Task objective:
Repeat only part of the entries. Start at the line that has "Point out the pitcher" and keep going through the last line, exactly as given.

★ ★ ★ ★ ★

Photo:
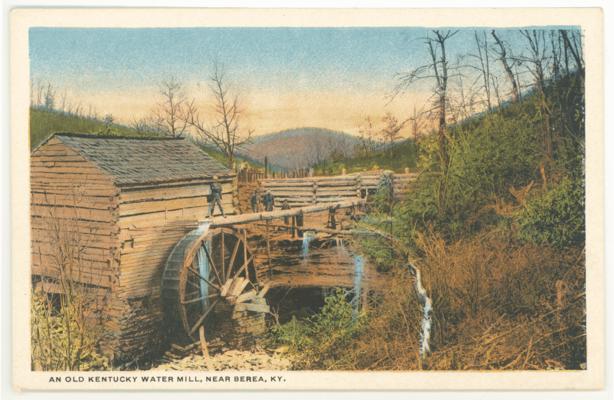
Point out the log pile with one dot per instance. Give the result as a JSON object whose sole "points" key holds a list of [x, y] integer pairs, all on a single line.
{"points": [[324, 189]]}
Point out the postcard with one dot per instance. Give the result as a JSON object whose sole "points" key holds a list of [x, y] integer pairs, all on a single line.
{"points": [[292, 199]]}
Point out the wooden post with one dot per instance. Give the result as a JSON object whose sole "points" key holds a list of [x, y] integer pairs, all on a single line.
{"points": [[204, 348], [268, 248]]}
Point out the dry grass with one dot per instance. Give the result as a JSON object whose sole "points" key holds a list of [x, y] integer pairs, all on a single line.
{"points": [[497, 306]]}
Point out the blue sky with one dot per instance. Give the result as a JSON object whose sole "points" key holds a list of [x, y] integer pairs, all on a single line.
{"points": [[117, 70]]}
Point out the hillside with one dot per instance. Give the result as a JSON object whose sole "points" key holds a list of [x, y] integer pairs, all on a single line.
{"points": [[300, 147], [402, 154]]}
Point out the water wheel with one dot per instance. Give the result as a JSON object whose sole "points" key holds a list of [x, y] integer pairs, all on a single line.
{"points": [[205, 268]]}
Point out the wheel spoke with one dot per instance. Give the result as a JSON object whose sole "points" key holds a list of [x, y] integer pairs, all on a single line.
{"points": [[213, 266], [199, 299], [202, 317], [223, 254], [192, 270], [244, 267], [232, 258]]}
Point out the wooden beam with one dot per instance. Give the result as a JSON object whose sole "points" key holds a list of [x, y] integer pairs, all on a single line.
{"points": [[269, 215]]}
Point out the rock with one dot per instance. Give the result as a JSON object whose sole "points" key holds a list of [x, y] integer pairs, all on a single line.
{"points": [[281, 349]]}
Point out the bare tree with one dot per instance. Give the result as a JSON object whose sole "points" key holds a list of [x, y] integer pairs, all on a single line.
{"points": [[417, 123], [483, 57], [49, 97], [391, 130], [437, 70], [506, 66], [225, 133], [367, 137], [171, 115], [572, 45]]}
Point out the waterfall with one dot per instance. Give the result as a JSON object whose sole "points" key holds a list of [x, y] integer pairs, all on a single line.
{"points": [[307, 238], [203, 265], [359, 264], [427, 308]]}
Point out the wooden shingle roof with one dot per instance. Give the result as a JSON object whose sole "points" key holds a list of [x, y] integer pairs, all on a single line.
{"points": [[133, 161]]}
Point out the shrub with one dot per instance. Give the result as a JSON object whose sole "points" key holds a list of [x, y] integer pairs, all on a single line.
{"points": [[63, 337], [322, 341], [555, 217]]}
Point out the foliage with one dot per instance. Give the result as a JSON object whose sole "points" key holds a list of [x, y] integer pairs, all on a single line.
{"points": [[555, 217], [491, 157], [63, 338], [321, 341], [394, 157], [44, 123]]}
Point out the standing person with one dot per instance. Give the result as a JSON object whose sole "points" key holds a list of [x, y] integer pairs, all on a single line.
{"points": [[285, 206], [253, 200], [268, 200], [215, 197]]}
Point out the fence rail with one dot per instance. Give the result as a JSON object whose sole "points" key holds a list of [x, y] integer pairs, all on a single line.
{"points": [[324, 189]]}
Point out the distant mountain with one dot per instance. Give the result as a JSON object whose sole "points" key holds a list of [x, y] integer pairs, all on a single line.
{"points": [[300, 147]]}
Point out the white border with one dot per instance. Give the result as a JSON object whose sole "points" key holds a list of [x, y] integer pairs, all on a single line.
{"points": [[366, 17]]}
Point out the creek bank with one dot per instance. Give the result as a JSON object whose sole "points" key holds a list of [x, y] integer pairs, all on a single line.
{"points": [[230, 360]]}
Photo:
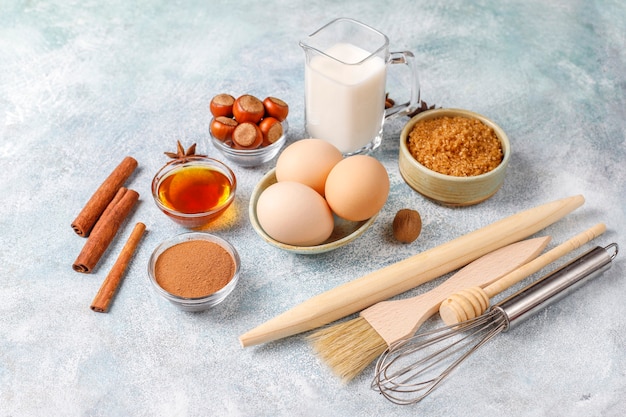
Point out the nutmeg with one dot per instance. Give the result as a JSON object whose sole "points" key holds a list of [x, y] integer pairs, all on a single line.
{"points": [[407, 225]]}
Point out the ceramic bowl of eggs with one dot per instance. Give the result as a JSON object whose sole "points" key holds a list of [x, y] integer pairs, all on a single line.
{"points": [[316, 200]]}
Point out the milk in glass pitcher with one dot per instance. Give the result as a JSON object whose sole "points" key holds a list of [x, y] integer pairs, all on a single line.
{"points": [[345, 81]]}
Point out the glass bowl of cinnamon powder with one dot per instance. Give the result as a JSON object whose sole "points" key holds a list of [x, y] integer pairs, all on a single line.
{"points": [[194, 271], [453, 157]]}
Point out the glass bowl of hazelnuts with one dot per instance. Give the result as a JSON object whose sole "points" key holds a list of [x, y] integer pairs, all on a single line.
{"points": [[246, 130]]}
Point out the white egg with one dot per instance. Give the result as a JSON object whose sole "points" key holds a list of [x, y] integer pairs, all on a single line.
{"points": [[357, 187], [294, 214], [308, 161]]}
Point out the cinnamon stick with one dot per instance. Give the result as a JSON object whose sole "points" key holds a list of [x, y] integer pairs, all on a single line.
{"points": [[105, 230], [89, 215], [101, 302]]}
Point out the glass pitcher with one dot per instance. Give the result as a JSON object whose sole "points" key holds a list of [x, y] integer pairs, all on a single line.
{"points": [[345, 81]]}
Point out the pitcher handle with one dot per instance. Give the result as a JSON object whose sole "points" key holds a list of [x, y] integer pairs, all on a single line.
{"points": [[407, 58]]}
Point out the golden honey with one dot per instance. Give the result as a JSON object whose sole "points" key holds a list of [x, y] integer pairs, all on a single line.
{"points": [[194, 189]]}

★ ★ ★ ★ ★

Answer area:
Point out the pitcher handle with one dot per instance. Give the result as a JSON object whose sole "points" key holds a list of [x, y] integer pairs, all on a single line.
{"points": [[407, 58]]}
Point out the golden honey with one dot per instance. Give the result as a JSON object whose sole "points" key holds a list of [x, y] integer pairs, all on a single line.
{"points": [[194, 189]]}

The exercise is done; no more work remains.